* _Information given_:
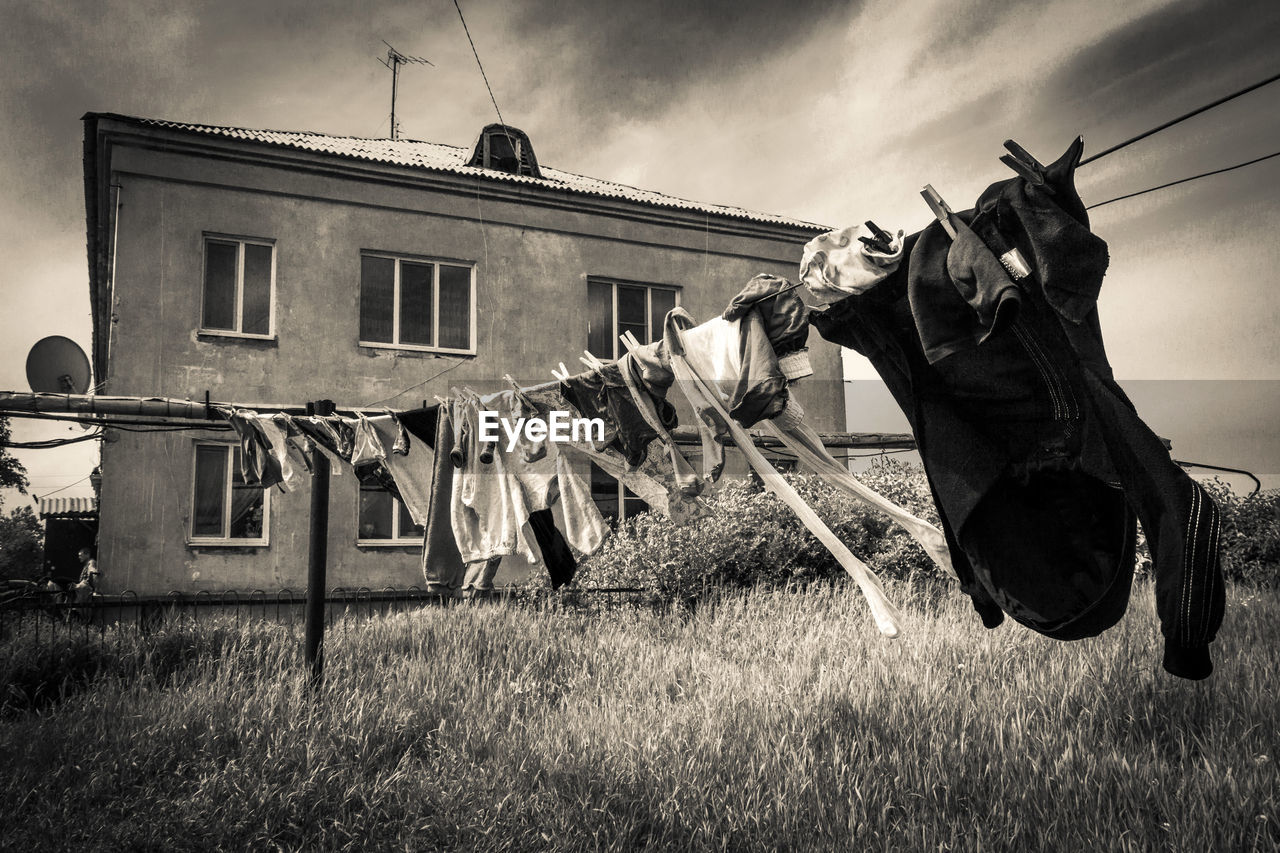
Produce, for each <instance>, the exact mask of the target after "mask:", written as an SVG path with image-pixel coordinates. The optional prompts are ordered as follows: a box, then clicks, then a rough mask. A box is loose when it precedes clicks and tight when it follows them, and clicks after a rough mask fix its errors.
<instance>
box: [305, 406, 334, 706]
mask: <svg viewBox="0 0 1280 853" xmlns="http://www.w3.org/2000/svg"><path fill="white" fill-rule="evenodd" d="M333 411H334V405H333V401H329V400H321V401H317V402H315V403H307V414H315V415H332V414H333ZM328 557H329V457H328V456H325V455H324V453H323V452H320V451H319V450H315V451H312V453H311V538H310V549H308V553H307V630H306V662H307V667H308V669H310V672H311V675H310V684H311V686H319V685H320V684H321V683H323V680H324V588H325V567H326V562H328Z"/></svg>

...

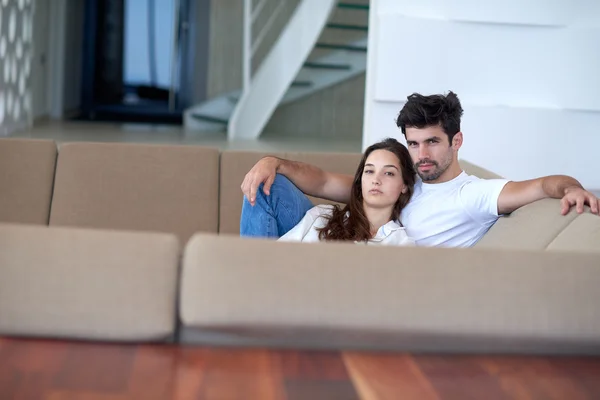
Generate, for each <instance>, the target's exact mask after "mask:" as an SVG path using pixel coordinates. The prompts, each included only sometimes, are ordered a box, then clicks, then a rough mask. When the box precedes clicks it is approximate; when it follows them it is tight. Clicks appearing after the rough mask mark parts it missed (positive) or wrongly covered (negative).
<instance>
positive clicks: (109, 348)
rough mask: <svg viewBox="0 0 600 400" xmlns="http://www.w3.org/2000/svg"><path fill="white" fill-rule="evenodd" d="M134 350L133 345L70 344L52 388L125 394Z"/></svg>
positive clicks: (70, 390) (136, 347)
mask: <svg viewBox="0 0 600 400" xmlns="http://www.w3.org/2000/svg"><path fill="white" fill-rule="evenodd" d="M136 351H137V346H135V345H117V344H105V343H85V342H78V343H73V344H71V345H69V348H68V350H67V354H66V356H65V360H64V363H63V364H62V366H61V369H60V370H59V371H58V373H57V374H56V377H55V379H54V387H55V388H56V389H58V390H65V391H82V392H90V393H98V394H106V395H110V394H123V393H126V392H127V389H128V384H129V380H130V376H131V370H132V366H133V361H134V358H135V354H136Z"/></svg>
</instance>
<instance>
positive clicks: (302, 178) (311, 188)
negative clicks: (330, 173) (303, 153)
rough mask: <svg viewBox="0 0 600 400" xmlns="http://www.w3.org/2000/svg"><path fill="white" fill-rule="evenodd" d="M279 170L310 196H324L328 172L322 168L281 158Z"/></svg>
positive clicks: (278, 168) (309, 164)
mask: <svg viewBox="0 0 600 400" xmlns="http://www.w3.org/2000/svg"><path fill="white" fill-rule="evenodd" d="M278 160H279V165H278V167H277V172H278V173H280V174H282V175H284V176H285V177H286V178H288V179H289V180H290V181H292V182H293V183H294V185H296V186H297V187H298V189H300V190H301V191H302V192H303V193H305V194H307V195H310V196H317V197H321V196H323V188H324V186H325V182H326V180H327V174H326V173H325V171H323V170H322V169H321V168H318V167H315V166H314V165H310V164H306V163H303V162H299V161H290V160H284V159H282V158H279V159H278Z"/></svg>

...

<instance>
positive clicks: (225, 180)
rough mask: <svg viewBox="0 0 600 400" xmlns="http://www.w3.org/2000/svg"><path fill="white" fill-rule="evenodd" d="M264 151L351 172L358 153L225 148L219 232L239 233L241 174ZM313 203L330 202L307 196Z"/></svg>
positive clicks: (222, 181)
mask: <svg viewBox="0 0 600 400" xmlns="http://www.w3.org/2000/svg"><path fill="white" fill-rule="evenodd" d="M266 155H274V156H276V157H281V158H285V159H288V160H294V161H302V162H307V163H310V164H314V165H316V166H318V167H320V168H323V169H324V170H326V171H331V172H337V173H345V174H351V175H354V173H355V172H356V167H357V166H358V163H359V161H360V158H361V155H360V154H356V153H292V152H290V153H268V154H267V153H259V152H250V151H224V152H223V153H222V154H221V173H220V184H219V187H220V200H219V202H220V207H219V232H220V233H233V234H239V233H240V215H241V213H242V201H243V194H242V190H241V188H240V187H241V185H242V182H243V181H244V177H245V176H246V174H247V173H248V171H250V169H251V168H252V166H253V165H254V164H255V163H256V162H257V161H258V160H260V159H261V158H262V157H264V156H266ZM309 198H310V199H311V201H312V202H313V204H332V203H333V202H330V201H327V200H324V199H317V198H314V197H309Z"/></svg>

* _Task to complete_:
Change "negative clicks" to "negative points" in the records, starting at the line that contains "</instance>" and ending at the line that contains "positive clicks: (278, 168) (309, 164)", both included. Write out only those lines with nothing else altered.

* _Completed task_:
</instance>
<instance>
positive clicks: (302, 178) (311, 188)
negative points: (330, 173) (303, 153)
rough mask: <svg viewBox="0 0 600 400" xmlns="http://www.w3.org/2000/svg"><path fill="white" fill-rule="evenodd" d="M279 170L310 196H324L328 172L322 168L281 158Z"/></svg>
positive clicks: (278, 168) (309, 164)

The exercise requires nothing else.